SEC Proposal Would Impose Stricter Timeline for Public Companies Reporting Cyberattacks

Faster reporting isn't necessarily better reporting.

Edward Gately, Senior News Editor

March 14, 2022

5 Min Read
Cloaked hacker

A U.S. Securities and Exchange Commission (SEC) proposal would require public companies to report data breaches and other cybersecurity incidents within four days of discovery.

According to newly proposed amendments to existing rules, listed companies would have to provide information in periodic report filings on policies, implemented procedures and the measures taken to identify and manage cybersecurity risks. The amended rules would also instruct companies to provide updates regarding previously reported security breaches.

Gary Gensler is SEC chair.

*INSTRUCTIONS*:
(a) According to the SEC article, how soon after discovery would public companies have to report data breaches and other cybersecurity incidents?
(b) Echo the SEC article's text between "A U.S. Securities" and "is SEC chair.", inclusive.

*DATASET*:
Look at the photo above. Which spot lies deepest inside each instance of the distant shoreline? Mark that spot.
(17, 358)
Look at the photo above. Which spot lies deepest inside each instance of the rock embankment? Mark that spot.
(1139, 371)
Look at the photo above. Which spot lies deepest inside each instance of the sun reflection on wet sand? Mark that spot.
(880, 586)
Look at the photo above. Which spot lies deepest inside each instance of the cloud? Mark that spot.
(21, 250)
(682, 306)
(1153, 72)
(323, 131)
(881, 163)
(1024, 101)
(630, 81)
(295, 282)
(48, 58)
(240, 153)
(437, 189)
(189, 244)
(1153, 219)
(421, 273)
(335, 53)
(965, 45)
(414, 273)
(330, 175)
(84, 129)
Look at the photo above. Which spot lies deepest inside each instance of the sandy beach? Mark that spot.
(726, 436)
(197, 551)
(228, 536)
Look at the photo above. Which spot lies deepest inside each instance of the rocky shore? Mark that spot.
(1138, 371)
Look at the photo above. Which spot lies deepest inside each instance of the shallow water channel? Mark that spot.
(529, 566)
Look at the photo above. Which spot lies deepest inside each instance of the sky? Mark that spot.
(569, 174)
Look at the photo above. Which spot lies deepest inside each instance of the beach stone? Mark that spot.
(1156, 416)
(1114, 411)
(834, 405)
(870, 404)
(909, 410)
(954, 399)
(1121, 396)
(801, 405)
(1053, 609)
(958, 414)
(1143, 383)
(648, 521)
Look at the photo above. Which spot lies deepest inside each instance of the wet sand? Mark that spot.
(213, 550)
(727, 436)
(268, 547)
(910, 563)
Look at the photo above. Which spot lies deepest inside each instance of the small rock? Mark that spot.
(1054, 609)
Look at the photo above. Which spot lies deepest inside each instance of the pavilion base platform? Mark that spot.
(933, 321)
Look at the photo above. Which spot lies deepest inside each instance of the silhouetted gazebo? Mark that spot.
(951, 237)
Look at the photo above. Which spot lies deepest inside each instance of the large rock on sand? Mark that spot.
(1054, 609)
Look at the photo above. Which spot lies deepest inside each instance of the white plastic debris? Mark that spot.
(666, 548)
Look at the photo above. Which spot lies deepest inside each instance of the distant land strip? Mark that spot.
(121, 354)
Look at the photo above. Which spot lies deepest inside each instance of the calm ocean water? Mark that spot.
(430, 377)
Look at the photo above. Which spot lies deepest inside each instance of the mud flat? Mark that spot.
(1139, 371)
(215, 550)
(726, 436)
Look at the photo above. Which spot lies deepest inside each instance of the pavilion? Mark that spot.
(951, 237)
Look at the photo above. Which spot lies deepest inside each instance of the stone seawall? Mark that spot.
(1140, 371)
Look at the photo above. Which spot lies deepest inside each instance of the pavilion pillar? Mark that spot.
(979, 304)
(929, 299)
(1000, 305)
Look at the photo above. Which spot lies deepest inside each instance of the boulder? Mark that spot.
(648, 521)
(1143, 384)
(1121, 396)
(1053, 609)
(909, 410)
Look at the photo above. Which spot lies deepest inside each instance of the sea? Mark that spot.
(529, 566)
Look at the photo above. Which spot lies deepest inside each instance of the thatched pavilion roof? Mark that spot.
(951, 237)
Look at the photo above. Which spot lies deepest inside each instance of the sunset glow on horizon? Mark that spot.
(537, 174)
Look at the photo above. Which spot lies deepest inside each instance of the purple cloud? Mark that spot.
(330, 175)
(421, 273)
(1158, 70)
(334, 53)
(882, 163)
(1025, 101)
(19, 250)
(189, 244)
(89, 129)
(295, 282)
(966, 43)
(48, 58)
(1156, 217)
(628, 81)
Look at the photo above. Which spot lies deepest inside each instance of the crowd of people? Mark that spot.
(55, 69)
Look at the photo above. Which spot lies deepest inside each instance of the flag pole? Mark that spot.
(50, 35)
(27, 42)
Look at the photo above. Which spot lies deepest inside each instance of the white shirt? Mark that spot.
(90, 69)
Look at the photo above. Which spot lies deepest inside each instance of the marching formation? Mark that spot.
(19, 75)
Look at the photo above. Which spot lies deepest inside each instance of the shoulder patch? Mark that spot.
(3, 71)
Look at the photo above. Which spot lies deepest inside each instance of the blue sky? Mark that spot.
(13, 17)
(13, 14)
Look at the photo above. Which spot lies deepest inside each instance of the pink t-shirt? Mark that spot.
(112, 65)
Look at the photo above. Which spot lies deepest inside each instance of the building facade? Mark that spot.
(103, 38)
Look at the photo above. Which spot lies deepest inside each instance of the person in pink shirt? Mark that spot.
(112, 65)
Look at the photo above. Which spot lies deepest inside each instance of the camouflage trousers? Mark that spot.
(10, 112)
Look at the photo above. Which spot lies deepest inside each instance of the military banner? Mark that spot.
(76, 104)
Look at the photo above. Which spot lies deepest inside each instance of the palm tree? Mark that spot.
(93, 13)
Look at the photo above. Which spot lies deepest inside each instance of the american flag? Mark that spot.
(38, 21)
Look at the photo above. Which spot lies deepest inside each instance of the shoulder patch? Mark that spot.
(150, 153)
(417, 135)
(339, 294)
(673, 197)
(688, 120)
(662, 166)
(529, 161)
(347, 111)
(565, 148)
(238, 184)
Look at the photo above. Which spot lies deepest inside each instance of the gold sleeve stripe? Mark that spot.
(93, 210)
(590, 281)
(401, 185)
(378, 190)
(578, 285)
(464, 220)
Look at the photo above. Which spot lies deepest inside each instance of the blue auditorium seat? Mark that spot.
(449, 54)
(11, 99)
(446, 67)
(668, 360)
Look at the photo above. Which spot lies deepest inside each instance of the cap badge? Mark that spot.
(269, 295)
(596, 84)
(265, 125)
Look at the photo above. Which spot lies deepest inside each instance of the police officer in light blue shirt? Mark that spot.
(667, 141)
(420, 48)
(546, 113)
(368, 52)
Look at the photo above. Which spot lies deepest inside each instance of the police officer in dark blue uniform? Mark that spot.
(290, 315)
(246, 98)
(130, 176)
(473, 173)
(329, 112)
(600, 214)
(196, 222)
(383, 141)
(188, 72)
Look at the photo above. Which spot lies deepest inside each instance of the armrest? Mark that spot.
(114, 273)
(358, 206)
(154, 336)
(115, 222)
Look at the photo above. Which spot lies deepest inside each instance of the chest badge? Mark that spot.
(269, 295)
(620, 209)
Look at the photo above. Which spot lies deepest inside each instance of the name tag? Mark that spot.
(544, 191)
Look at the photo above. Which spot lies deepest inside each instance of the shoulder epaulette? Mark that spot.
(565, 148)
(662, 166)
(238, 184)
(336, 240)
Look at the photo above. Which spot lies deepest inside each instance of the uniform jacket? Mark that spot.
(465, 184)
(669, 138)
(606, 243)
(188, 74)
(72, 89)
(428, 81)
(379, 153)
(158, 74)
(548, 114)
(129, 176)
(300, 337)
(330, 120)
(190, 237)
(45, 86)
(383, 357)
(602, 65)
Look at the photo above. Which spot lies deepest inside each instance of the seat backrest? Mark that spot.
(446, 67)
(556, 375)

*RESPONSES PER TASK*:
(a) Within four days of discovery.

(b)
A U.S. Securities and Exchange Commission (SEC) proposal would require public companies to report data breaches and other cybersecurity incidents within four days of discovery.

According to newly proposed amendments to existing rules, listed companies would have to provide information in periodic report filings on policies, implemented procedures and the measures taken to identify and manage cybersecurity risks. The amended rules would also instruct companies to provide updates regarding previously reported security breaches.

Gary Gensler is SEC chair.